LIST OF TASKS
A. In the scientific classification of Piptadeniastrum africanum, list every rank given as "Clade."
B. Rewrite the paragraph of the Piptadeniastrum africanum text that begins "Piptadeniastrum africanum is a tall deciduous tree" as a short list, keeping its main facts.
C. Extend the Piptadeniastrum africanum text by writing what comes after its last sentence.

READING PASSAGE
• • •

Scientific classification
- Kingdom: Plantae
- Clade: Tracheophytes
- Clade: Angiosperms
- Clade: Eudicots
- Clade: Rosids
- Order: Fabales
- Family: Fabaceae
- Subfamily: Caesalpinioideae
- Clade: Mimosoid clade
- Genus: Piptadeniastrum Brenan (1955)
- Species: P. africanum
- Binomial name: Piptadeniastrum africanum (Hook.f.) Brenan (1955)
- Synonyms: Piptadenia africana Hook.f. (1849)

= Piptadeniastrum =

- Genus: Piptadeniastrum
- Species: africanum
- Authority: (Hook.f.) Brenan (1955)
- Conservation status: LC
- Synonyms: Piptadenia africana Hook.f. (1849)
- Parent authority: Brenan (1955)

Genus of legumes

Piptadeniastrum africanum is a tall deciduous tree within the legume family, Fabaceae. It is native to the humid tropics of sub-Saharan Africa, ranging from Senegal to Sudan and Angola. It is the sole species in genus Piptadeniastrum. It is also called Piptadenia africana, and its timber is traded under the names Dabema or Dahoma. It commonly occurs in freshwater swamp forests but can also be found further north.

• • •

INPUT DATA
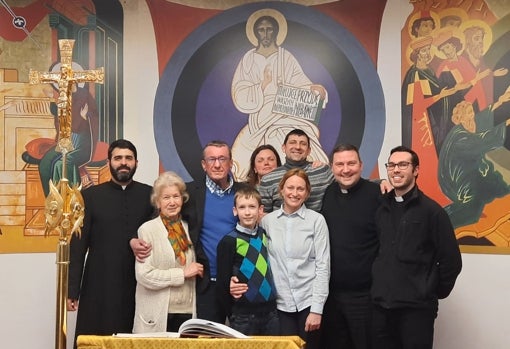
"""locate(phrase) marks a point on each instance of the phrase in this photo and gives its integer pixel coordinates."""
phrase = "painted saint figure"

• • •

EXERCISE RESPONSES
A.
- Tracheophytes
- Angiosperms
- Eudicots
- Rosids
- Mimosoid clade

B.
- Tall deciduous tree in the legume family, Fabaceae
- Native to the humid tropics of sub-Saharan Africa, from Senegal to Sudan and Angola
- Only species in the genus Piptadeniastrum
- Also called Piptadenia africana
- Timber traded as Dabema or Dahoma
- Common in freshwater swamp forests, but also found farther north

C.
== Description ==
Piptadeniastrum africanum is a medium-sized to large tree capable of growing to 50 meters tall, with the record being 199 ft 1 in and a maximum girth a breast height of 14 ft 9 in in Ghana. It has wide spreading branches. Its trunk is straight and cylindrical while the base of the tree has thin buttress roots that can reach a height of 5 meters or more and extends along the ground, its bark is grey to brown in color but reddish at the base. Leaves are alternate, bipinnately compound in arrangement with about 10 - 20 pairs of pinnae and about 30 - 58 leaflets per each pinnae. Leaflets, sessile and small, 0.3 x 1 cm long and 0.8 x 1.25 mm wide, glossy green above and paler beneath. Flower is yellowish to white colored and fruit is a brown woody pod.

== Distribution ==
Naturally occurs in the humid Guineo-Congolian forest of West and Central Africa from Senegal to Sudan and moving southwards towards northern Angola. It is locally known as Dabema in Ivory Coast and as Dahoma in Ghana.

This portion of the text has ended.